Copy out the following material without any changes.

***** Data supplied

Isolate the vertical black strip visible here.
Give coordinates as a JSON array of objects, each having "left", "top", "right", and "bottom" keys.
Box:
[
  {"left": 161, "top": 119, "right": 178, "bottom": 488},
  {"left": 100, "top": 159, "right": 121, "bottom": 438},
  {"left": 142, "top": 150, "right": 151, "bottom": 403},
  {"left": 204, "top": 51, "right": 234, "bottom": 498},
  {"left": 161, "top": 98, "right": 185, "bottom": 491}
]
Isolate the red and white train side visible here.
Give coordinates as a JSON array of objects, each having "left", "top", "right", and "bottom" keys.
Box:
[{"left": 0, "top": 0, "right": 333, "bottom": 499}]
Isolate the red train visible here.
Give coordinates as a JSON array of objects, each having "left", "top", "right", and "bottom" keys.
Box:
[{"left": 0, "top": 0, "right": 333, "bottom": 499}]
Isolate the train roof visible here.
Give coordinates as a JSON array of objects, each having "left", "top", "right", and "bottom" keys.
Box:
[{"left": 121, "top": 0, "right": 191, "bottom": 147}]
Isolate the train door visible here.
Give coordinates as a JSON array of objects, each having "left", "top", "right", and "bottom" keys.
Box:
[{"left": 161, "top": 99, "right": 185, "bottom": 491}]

**********

→ **Result for this exercise**
Isolate the vertical black strip visible here.
Give coordinates as a JSON array of objects, each having "left", "top", "right", and "bottom" keys.
Box:
[
  {"left": 161, "top": 119, "right": 178, "bottom": 488},
  {"left": 100, "top": 159, "right": 121, "bottom": 438},
  {"left": 142, "top": 150, "right": 151, "bottom": 403},
  {"left": 204, "top": 51, "right": 234, "bottom": 498},
  {"left": 161, "top": 98, "right": 185, "bottom": 491}
]
Isolate the red and white train side visible here.
Give coordinates as a JSON array of objects, each having "left", "top", "right", and "bottom" keys.
Box:
[{"left": 0, "top": 0, "right": 333, "bottom": 499}]
Isolate the red train visible here.
Give coordinates as a JSON array of objects, each having "left", "top", "right", and "bottom" keys.
Box:
[{"left": 0, "top": 0, "right": 333, "bottom": 499}]
Isolate the train roof visible here.
Give coordinates as a JSON array of objects, each having "left", "top", "right", and "bottom" keys.
Box:
[{"left": 121, "top": 0, "right": 191, "bottom": 147}]
Isolate the train door visible here.
Give coordinates as a JSON array of objects, each having "left", "top", "right", and "bottom" keys.
Box:
[{"left": 161, "top": 99, "right": 185, "bottom": 491}]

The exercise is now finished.